Stored records
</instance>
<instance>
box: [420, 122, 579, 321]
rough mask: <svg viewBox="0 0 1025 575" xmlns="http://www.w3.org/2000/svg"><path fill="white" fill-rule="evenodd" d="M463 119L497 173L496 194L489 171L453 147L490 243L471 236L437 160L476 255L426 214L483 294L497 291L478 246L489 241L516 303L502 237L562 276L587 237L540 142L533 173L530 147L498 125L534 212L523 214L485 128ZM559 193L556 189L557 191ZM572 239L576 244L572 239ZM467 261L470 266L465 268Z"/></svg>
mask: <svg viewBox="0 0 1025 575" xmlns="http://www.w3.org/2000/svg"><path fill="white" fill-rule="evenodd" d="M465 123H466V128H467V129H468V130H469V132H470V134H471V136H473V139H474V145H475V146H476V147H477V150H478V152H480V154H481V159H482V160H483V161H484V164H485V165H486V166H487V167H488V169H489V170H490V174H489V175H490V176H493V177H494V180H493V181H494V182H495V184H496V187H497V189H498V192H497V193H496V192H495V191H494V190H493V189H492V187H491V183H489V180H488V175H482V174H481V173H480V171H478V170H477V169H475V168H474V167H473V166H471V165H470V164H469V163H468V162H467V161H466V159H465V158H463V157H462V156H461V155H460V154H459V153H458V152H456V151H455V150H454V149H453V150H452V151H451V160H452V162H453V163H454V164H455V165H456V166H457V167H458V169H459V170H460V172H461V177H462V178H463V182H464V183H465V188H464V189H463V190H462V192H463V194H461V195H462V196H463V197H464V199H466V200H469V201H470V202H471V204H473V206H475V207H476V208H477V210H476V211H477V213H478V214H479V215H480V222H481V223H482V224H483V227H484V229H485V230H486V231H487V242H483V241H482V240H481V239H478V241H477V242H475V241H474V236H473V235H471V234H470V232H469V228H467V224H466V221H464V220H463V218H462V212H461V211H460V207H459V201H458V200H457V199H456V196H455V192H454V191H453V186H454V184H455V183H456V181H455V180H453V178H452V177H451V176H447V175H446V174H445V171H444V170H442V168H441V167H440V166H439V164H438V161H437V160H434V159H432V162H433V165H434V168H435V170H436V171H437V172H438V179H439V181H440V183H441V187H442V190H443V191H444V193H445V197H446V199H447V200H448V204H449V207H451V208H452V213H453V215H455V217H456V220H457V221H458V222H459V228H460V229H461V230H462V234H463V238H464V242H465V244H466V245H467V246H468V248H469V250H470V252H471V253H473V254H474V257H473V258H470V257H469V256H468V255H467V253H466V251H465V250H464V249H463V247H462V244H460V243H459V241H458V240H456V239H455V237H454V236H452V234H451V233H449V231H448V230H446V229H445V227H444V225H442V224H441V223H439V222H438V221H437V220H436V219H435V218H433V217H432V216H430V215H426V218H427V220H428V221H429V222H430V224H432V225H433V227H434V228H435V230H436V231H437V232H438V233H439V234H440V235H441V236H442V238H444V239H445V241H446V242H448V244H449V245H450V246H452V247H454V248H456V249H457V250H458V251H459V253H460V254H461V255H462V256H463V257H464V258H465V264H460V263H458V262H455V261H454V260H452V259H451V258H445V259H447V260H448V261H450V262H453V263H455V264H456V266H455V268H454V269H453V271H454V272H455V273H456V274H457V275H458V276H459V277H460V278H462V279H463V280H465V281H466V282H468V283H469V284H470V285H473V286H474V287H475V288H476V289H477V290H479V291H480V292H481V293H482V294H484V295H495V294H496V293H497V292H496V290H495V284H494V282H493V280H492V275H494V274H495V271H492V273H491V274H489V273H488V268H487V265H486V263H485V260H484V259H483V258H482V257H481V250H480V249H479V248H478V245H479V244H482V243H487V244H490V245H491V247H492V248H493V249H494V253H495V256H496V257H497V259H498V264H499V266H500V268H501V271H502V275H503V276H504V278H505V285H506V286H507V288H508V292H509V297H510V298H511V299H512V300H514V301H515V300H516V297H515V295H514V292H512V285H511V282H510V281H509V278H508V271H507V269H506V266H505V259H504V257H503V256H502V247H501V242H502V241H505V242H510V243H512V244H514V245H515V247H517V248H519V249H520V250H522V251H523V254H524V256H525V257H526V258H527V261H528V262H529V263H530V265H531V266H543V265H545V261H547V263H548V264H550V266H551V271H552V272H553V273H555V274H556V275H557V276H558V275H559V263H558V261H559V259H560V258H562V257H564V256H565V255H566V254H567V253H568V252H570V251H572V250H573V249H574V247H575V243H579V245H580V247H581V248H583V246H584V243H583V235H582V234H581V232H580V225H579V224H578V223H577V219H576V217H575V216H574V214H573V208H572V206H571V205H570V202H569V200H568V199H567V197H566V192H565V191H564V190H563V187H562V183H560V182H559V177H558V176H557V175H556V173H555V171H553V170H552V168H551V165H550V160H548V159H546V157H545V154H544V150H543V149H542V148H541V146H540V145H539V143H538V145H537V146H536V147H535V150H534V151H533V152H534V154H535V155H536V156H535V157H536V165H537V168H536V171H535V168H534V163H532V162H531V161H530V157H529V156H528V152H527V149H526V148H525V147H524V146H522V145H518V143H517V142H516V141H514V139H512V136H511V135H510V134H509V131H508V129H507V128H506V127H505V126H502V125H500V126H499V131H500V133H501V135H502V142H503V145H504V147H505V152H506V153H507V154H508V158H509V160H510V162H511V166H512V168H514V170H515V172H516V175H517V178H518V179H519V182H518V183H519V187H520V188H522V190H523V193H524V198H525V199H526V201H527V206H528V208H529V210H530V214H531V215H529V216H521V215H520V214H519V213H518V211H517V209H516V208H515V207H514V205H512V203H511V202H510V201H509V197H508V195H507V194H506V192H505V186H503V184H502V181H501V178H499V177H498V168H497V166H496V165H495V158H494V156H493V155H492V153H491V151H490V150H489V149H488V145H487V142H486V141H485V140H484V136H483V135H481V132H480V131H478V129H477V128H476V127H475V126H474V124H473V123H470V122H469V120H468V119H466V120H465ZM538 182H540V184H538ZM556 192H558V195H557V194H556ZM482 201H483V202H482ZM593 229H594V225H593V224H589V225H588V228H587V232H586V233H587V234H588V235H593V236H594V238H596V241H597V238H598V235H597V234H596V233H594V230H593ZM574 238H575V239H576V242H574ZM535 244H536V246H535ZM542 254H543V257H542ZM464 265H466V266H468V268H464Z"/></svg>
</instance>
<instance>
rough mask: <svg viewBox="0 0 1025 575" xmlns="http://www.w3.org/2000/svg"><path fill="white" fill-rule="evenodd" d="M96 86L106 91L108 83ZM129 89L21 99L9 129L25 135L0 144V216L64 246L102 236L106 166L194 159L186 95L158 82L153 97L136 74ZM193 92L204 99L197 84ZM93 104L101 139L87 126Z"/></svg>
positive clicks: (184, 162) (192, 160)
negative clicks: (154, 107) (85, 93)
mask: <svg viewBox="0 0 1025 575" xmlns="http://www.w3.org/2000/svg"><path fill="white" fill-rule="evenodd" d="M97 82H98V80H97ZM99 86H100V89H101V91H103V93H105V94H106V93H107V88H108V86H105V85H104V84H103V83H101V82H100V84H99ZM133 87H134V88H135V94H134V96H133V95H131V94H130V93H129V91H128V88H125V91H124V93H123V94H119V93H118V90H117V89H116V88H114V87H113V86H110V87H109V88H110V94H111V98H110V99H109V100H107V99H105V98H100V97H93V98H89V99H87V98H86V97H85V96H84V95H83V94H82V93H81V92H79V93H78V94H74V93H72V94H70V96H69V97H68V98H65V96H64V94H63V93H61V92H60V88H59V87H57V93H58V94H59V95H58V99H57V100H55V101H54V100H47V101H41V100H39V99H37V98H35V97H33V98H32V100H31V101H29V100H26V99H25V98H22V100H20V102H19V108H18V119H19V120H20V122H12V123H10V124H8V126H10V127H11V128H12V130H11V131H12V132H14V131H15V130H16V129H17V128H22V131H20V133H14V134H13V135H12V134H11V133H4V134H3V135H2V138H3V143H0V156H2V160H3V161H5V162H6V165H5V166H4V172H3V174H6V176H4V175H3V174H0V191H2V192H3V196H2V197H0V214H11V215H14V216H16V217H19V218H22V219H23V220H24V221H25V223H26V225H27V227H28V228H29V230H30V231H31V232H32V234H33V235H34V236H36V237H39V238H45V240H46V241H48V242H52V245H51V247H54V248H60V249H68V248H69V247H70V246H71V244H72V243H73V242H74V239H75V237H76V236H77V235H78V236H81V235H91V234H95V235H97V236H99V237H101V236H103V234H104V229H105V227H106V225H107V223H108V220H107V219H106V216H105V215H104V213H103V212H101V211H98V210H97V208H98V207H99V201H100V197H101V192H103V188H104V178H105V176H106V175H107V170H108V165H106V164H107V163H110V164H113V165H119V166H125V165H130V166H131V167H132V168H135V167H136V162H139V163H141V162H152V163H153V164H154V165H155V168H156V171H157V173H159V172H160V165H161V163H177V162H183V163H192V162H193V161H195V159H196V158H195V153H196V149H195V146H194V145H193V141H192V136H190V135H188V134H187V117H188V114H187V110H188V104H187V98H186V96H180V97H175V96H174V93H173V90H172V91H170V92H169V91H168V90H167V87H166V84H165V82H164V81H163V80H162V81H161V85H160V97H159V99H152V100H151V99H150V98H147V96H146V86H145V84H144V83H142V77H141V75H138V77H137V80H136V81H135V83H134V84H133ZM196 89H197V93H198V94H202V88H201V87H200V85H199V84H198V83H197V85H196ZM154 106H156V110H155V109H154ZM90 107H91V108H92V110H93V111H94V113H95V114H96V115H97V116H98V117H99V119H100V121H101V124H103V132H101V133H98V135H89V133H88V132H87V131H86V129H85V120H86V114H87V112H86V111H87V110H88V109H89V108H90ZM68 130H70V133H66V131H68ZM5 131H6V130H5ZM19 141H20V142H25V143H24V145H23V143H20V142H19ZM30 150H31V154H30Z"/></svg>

_The problem_. Reproduce the rows, starting at the very beginning of the rows and ending at the line that contains "119L497 173L496 194L489". Include both the first line and that last line.

_Answer below_.
</instance>
<instance>
box: [420, 122, 579, 321]
rough mask: <svg viewBox="0 0 1025 575" xmlns="http://www.w3.org/2000/svg"><path fill="white" fill-rule="evenodd" d="M463 119L497 173L496 194L489 171L453 147L490 243L471 236L437 160L476 255L426 214L483 294L497 291L478 246L489 241L516 303L502 237L562 276L587 237L540 142L533 173L530 147L498 125L534 212L523 214L485 128ZM559 193L556 189L557 191ZM572 239L576 244L572 239ZM467 261L470 266L465 268Z"/></svg>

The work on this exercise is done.